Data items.
+-------+
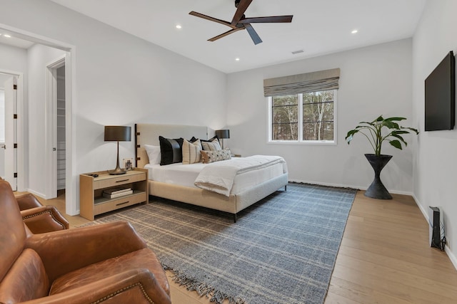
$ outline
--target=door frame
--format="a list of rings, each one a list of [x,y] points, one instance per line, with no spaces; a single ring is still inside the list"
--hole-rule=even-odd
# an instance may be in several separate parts
[[[46,199],[57,196],[57,69],[65,65],[66,55],[46,65]]]
[[[24,119],[24,73],[0,68],[0,73],[15,76],[17,81],[16,112],[17,112],[17,191],[26,191],[26,141],[24,132],[26,128]]]
[[[6,30],[14,34],[15,36],[21,39],[33,41],[36,43],[43,44],[52,48],[56,48],[66,52],[66,61],[65,61],[65,99],[66,99],[66,117],[65,117],[65,136],[66,136],[66,172],[65,172],[65,212],[69,215],[77,215],[79,213],[79,191],[78,191],[78,175],[76,174],[76,151],[74,149],[76,147],[76,46],[65,42],[59,41],[58,40],[45,37],[36,33],[31,33],[27,31],[24,31],[21,28],[10,26],[7,24],[0,23],[0,29]],[[21,78],[22,79],[22,78]],[[23,83],[24,85],[24,83]],[[19,93],[19,92],[18,92]],[[22,98],[22,97],[21,97]],[[19,97],[18,97],[19,100]],[[19,105],[21,106],[19,108]],[[19,105],[18,103],[18,115],[19,117],[24,117],[24,105]],[[18,121],[18,123],[19,122]],[[25,133],[26,122],[25,120],[22,120],[21,123],[18,125],[18,136],[19,132],[22,135]],[[26,133],[27,138],[29,138],[29,134]],[[25,143],[24,137],[21,137],[20,140]],[[19,142],[18,142],[19,145]],[[26,147],[26,146],[23,146]],[[27,146],[28,147],[28,146]],[[22,154],[21,154],[22,153]],[[18,157],[20,157],[21,166],[25,165],[25,151],[23,150],[21,153],[19,153]],[[29,153],[27,153],[27,155]],[[21,163],[24,162],[23,163]],[[26,163],[29,165],[28,162]],[[18,166],[19,167],[19,166]],[[21,168],[25,173],[26,170],[24,167]],[[18,170],[19,169],[18,168]],[[19,174],[19,172],[18,172]],[[23,187],[26,189],[29,187],[28,183],[25,179],[25,174],[22,174],[24,178]],[[19,183],[18,180],[18,183]],[[18,186],[19,187],[19,186]],[[28,191],[31,192],[31,189]]]

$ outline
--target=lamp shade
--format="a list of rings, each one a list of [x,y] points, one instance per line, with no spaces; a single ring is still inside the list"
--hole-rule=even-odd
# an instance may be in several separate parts
[[[131,127],[123,125],[106,125],[105,142],[130,142]]]
[[[216,136],[218,138],[230,138],[230,130],[216,130]]]

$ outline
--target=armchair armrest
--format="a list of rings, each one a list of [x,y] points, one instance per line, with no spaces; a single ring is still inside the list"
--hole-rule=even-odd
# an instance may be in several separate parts
[[[111,301],[109,300],[111,299]],[[145,268],[132,269],[90,285],[78,287],[48,297],[23,302],[24,304],[87,304],[100,303],[171,304],[153,273]],[[114,301],[114,302],[112,302]]]
[[[50,282],[88,265],[147,248],[124,221],[34,234],[27,238],[25,246],[40,256]]]
[[[31,208],[41,207],[43,206],[34,194],[26,193],[16,195],[16,200],[19,206],[19,210],[26,210]]]
[[[22,210],[22,219],[33,234],[68,229],[69,221],[54,206],[41,206]]]

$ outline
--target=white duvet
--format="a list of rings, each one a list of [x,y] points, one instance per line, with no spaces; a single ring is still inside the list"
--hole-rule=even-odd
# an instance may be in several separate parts
[[[279,156],[253,155],[213,162],[202,169],[194,184],[199,188],[228,196],[236,174],[278,163],[283,164],[283,172],[287,172],[286,161]]]

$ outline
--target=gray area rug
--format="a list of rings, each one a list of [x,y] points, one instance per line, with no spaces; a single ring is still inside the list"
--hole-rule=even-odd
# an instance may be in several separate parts
[[[221,303],[323,303],[356,190],[289,184],[232,216],[173,201],[100,218],[132,224],[176,283]]]

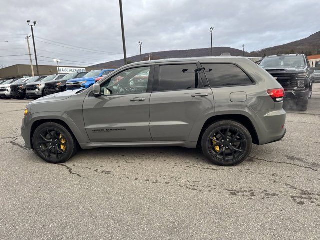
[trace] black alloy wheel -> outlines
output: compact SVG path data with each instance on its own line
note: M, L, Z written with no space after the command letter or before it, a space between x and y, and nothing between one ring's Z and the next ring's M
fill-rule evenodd
M34 148L45 161L52 164L64 162L77 152L78 142L64 126L48 122L39 126L32 138Z
M252 138L242 124L223 120L210 126L202 136L202 151L213 163L223 166L238 164L251 152Z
+-------+
WHAT THE TASK REQUIRES. Repeat the lines of every record above word for word, leaving out the pictures.

WRITTEN ANSWER.
$ outline
--target=door frame
--format="a list of rings, each one a list of [x,y] points, one instance per line, with no spaces; a single ring is still inside the list"
--hole-rule=even-odd
# an instance may be in several separate parts
[[[46,199],[57,196],[57,69],[65,65],[66,55],[46,65]]]
[[[24,119],[24,73],[0,68],[0,73],[15,76],[17,81],[16,112],[17,112],[17,191],[26,191],[26,141],[24,132],[26,128]]]
[[[6,30],[14,34],[15,36],[21,39],[33,41],[36,43],[43,44],[52,48],[56,48],[66,52],[66,61],[65,61],[65,99],[66,99],[66,117],[65,117],[65,136],[66,136],[66,172],[65,172],[65,212],[69,215],[77,215],[79,213],[79,191],[78,191],[78,175],[76,174],[76,151],[74,149],[76,147],[76,46],[65,42],[59,41],[58,40],[45,37],[36,33],[31,33],[27,31],[24,31],[21,28],[10,26],[7,24],[0,23],[0,29]],[[21,78],[22,79],[22,78]],[[23,83],[24,85],[24,83]],[[19,93],[19,92],[18,92]],[[22,98],[22,97],[21,97]],[[19,97],[18,97],[19,100]],[[19,105],[21,106],[19,108]],[[19,105],[18,103],[18,115],[19,117],[24,117],[24,105]],[[18,121],[18,123],[19,122]],[[25,133],[26,122],[25,120],[22,120],[21,123],[18,125],[18,136],[19,132],[22,135]],[[26,133],[27,138],[29,138],[29,134]],[[25,143],[24,137],[21,137],[20,140]],[[19,142],[18,142],[19,145]],[[26,147],[26,146],[23,146]],[[27,146],[28,147],[28,146]],[[22,154],[21,154],[22,153]],[[18,157],[20,157],[21,166],[25,165],[25,151],[23,150],[21,153],[19,153]],[[29,153],[27,153],[27,155]],[[21,163],[24,162],[23,163]],[[26,163],[29,165],[28,162]],[[18,166],[19,167],[19,166]],[[21,168],[25,173],[26,170],[24,167]],[[18,170],[19,169],[18,168]],[[19,174],[19,172],[18,172]],[[23,187],[26,189],[29,187],[28,183],[25,179],[25,174],[22,174],[24,178]],[[19,183],[18,180],[18,183]],[[18,186],[19,187],[19,186]],[[28,191],[31,192],[31,189]]]

$ outline
--target=lamp shade
--format="a list of rings, each one a list of [x,y] points, one instance per line, with no spaces; a single ring is still inside the list"
--hole-rule=even-odd
# an instance may be in several separate parts
[[[131,127],[123,125],[106,125],[105,142],[130,142]]]
[[[216,136],[218,138],[230,138],[230,130],[216,130]]]

$ outline
--target=armchair armrest
--format="a list of rings, each one a list of [x,y] points, one instance per line, with no spaces; a single ring is still inside the list"
--hole-rule=even-odd
# an instance may be in several separate parts
[[[111,301],[109,300],[111,299]],[[145,268],[132,269],[90,285],[78,287],[48,297],[23,302],[24,304],[87,304],[100,303],[171,304],[153,273]],[[114,301],[114,302],[112,302]]]
[[[50,282],[88,265],[147,248],[124,221],[34,234],[27,238],[25,246],[40,256]]]
[[[31,208],[41,207],[43,206],[34,194],[26,193],[16,195],[16,200],[19,206],[19,210],[26,210]]]
[[[22,210],[22,219],[33,234],[68,229],[69,221],[54,206],[41,206]]]

$ outline
--target=white duvet
--format="a list of rings, each one a list of [x,y] points, one instance per line, with no spaces; a single ring is still inside the list"
--hole-rule=even-odd
# an instance may be in several separate parts
[[[279,156],[253,155],[213,162],[202,169],[194,184],[199,188],[228,196],[236,174],[278,163],[283,164],[283,172],[287,172],[286,161]]]

$ outline
--target=gray area rug
--format="a list of rings, each one a list of [x,y] points, one instance per line, with no spaces; a single ring is still inside the list"
--hole-rule=even-odd
# an instance may be in several separate parts
[[[221,303],[323,303],[356,190],[289,184],[232,216],[173,201],[100,218],[132,224],[176,283]]]

[trace] black alloy wheel -> outlines
output: compact SVG path data with each instance on its own line
note: M, L, Z written with no space after the command letter or before it, a space between x and y, and nothing between one ring's Z and the next ring's M
fill-rule evenodd
M34 148L45 161L52 164L64 162L77 152L78 142L64 126L48 122L39 126L32 138Z
M252 138L242 124L223 120L210 126L202 136L202 151L213 163L223 166L238 164L251 152Z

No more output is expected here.